• SOURCE DOCUMENT:
————————
472,358 Members | 2,002 Online
Bytes | Software Development & Data Engineering Community
+ Post

Home Posts Topics Members FAQ

Join Bytes to post your question to a community of 472,358 software developers and data experts.

problem using urllib2: \n

I've got a problem using urllib2 to get a web page.
I'm going through a proxy using user/password authentification
and i'm trying to get a page asking for a HTTP authentification.
And I'm using python 2.3

Here is an exemple of the piece of code I use:

import urllib2
#Proxy handler
proxy_handler = urllib2.ProxyHandler({"http" :
"http://proxyuser:proxypassword@myproxy:8050"})

#Site auth handler

site_auth_handler = urllib2.HTTPBasicAuthHandler();
site_auth_handler.add_password( "This Realm", "www.mysite.com",
"siteuser", "sitepassword" );
opener = urllib2.build_opener( site_auth_handler,
urllib2.HTTPRedirectHandler, urllib2.HTTPHandler , proxy_handler)
urllib2.install_opener(opener)
req = urllib2.Request('http://www.mysite.com/protectedpage')
page = urllib2.urlopen(req)

I got a 401 error.
————————
• REQUESTS:
- a) What error does the code in the urllib2 forum post produce?
- b) From the urllib2 forum post, copy the part that begins with the words "site_auth_handler = urllib2.HTTPBasicAuthHandler();" and ends with "page = urllib2.urlopen(req)".
————————
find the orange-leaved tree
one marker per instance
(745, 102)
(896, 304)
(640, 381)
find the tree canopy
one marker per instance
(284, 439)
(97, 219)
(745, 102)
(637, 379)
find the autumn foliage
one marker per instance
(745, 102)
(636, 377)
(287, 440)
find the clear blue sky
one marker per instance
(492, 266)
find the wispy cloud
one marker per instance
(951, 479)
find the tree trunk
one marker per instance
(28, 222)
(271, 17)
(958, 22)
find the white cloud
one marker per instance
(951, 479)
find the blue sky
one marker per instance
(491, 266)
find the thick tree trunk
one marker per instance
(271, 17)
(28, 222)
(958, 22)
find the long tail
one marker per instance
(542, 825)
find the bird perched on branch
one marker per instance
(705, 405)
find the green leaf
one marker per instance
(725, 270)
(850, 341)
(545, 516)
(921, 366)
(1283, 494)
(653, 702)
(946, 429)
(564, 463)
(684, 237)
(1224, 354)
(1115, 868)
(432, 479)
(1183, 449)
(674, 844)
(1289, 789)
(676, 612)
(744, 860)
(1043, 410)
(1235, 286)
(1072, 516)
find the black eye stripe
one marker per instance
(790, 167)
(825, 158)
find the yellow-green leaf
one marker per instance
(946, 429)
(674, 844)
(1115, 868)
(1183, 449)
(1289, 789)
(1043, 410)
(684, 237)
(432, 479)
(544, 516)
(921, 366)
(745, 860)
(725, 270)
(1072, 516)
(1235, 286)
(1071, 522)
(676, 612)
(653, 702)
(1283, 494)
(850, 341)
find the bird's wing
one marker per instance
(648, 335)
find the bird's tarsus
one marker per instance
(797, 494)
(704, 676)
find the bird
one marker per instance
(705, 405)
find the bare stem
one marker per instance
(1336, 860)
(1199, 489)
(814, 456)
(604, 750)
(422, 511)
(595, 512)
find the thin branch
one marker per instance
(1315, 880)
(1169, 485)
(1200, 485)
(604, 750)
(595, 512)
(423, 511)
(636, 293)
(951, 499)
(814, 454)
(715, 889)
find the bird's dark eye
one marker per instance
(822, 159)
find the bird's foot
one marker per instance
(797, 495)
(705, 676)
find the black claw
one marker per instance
————————
• WORKED SOLUTIONS:
- a) A 401 error.

- b)
site_auth_handler = urllib2.HTTPBasicAuthHandler();
site_auth_handler.add_password( "This Realm", "www.mysite.com",
"siteuser", "sitepassword" );
opener = urllib2.build_opener( site_auth_handler,
urllib2.HTTPRedirectHandler, urllib2.HTTPHandler , proxy_handler)
urllib2.install_opener(opener)
req = urllib2.Request('http://www.mysite.com/protectedpage')
page = urllib2.urlopen(req)